--- start of Given records ---
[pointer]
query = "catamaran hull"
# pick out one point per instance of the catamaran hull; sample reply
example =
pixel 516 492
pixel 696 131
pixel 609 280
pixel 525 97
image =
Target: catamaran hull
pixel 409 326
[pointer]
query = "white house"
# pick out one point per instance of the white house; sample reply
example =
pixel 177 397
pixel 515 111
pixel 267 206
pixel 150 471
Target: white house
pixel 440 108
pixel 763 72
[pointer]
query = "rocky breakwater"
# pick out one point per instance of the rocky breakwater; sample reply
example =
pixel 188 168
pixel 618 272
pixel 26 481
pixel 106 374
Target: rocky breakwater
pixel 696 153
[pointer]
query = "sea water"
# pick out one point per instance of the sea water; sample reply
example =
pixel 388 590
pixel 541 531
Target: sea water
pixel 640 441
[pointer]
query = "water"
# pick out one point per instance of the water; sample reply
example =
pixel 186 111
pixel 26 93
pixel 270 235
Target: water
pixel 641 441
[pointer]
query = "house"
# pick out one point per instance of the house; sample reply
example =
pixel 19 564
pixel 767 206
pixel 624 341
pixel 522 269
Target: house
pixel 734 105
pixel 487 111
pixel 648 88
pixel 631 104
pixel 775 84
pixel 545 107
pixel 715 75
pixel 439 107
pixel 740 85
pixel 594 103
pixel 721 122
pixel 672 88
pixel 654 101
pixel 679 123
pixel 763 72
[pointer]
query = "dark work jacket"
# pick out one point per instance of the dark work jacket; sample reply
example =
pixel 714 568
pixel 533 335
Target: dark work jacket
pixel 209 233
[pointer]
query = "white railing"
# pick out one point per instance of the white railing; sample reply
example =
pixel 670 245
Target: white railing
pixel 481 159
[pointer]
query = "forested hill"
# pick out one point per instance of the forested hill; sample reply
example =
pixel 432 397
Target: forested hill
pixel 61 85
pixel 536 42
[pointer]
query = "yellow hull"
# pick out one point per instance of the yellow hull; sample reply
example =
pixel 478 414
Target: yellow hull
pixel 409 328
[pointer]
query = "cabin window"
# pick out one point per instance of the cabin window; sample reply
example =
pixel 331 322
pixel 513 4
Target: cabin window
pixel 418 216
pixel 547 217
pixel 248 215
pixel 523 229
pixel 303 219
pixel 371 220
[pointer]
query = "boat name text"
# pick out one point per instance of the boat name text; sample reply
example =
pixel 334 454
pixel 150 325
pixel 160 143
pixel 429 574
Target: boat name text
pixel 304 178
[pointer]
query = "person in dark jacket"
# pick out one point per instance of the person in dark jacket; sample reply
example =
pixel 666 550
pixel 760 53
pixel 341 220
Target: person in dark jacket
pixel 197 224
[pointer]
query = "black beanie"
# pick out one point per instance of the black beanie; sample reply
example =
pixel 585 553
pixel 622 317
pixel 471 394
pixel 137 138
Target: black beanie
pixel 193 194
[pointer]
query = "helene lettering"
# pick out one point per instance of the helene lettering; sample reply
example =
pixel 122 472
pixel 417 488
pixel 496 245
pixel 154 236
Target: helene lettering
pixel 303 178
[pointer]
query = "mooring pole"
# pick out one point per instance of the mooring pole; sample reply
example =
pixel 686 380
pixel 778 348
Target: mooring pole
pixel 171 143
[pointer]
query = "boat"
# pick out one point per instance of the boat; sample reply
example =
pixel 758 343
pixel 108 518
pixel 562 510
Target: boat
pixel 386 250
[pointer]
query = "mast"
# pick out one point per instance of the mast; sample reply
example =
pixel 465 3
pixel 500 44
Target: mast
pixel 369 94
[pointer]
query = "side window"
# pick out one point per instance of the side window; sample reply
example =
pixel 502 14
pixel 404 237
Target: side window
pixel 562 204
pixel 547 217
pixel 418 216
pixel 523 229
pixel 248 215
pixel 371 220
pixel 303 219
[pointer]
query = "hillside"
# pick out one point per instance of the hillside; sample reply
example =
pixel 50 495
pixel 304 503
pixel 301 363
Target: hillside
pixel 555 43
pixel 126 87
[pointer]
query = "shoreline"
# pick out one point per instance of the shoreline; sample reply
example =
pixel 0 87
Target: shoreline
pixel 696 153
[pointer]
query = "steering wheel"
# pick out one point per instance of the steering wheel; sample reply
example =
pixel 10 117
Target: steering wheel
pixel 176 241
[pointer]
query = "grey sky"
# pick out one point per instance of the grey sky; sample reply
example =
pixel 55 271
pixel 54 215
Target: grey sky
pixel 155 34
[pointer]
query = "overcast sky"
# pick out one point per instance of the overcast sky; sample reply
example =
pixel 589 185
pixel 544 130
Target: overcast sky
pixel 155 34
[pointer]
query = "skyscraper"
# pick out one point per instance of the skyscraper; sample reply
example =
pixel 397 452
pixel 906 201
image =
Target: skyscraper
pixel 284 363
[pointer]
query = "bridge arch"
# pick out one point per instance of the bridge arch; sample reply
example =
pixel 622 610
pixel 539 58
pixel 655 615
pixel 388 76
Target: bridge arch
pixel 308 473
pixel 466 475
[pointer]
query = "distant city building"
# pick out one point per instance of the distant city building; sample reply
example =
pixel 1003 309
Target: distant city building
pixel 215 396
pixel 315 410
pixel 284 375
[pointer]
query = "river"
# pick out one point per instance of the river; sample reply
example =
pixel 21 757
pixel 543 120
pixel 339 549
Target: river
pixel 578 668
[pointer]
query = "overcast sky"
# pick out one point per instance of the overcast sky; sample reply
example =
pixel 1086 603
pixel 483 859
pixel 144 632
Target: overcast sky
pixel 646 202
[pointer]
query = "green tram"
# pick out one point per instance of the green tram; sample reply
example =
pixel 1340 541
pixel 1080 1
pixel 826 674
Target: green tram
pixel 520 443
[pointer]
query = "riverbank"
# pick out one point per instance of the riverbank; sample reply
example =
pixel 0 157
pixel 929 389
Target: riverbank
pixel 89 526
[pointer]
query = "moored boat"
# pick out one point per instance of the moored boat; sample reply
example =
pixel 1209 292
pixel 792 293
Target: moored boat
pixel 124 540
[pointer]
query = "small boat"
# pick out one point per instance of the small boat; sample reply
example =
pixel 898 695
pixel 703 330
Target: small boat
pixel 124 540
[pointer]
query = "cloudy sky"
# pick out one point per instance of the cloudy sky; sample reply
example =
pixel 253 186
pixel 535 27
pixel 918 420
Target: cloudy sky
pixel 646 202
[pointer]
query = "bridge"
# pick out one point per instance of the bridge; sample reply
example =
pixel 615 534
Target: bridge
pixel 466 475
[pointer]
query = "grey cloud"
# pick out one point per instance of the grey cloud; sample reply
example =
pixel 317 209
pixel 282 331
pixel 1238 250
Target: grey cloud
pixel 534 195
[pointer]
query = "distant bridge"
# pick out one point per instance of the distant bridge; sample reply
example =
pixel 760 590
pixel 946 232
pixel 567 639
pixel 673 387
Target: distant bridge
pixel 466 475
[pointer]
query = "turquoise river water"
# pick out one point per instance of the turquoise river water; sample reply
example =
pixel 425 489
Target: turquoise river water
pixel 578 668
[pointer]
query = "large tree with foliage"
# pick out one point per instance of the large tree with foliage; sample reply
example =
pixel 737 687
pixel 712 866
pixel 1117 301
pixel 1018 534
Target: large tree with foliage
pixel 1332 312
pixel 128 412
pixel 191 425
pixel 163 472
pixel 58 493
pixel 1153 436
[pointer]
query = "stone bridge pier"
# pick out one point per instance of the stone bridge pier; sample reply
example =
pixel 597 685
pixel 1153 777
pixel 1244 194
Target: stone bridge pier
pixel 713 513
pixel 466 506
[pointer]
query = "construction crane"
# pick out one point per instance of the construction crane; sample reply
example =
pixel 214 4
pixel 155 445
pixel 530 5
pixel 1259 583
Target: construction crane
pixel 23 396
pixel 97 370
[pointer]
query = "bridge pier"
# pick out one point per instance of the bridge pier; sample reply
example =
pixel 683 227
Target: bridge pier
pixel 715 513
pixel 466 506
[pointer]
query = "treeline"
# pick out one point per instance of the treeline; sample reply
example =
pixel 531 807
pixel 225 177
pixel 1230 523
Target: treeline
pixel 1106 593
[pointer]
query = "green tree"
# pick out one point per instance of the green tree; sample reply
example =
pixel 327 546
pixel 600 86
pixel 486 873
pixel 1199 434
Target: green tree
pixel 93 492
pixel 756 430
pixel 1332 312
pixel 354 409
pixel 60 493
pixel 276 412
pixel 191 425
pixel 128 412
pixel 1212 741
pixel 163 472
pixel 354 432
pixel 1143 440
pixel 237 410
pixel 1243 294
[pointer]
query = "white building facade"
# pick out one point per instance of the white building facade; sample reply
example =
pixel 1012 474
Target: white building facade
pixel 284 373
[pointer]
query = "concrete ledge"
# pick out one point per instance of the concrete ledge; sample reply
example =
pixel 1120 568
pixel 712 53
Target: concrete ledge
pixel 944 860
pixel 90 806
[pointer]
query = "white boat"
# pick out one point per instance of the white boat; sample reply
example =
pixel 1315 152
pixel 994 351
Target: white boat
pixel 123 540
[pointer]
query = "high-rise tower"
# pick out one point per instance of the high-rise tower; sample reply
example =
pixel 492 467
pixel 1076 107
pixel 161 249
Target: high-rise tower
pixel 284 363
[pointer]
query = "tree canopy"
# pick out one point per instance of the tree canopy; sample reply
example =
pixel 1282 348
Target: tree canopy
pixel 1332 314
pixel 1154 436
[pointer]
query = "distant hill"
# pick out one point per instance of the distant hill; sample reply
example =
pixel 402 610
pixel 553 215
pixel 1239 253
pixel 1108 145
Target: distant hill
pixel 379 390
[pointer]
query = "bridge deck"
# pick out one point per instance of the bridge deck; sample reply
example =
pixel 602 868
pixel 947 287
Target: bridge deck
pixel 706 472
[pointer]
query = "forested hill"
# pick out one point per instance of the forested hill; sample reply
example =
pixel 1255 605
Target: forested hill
--- end of Given records ---
## Written task
Rewrite the listing from its first line through the line containing "pixel 536 42", with "rocky breakwater" replaced by "stone jetty" and nothing else changed.

## Solution to this exercise
[pointer]
query = "catamaran hull"
# pick out one point per instance of the catamaran hull; sample reply
example =
pixel 516 492
pixel 696 131
pixel 609 280
pixel 525 97
image =
Target: catamaran hull
pixel 409 326
[pointer]
query = "white house"
# pick out one point per instance of the white house; sample reply
example =
pixel 177 397
pixel 515 111
pixel 267 206
pixel 150 471
Target: white house
pixel 440 108
pixel 763 72
[pointer]
query = "stone jetty"
# pick out one point per instance of the stone jetty; sample reply
example =
pixel 188 168
pixel 618 272
pixel 26 481
pixel 106 374
Target: stone jetty
pixel 696 153
[pointer]
query = "sea water"
# pick out one point per instance of the sea water; sample reply
example =
pixel 388 590
pixel 541 531
Target: sea water
pixel 640 441
[pointer]
query = "water"
# pick out one point per instance of the water; sample reply
example =
pixel 186 111
pixel 26 93
pixel 270 235
Target: water
pixel 641 441
[pointer]
query = "house"
# pick out one point per instance of the house; sample reply
example =
pixel 19 564
pixel 767 206
pixel 624 341
pixel 522 269
Target: house
pixel 734 105
pixel 487 111
pixel 648 88
pixel 631 104
pixel 775 84
pixel 545 107
pixel 715 75
pixel 439 107
pixel 740 85
pixel 594 103
pixel 721 122
pixel 672 88
pixel 654 101
pixel 679 123
pixel 763 72
[pointer]
query = "dark work jacket"
# pick out one point per instance of the dark work jacket; sample reply
example =
pixel 714 568
pixel 533 335
Target: dark work jacket
pixel 209 233
[pointer]
query = "white railing"
# pick out one point per instance of the white railing; sample reply
example =
pixel 670 245
Target: white railing
pixel 481 159
[pointer]
query = "forested hill"
# pick out one point per instance of the forested hill; sample reply
example =
pixel 432 397
Target: forested hill
pixel 61 85
pixel 536 42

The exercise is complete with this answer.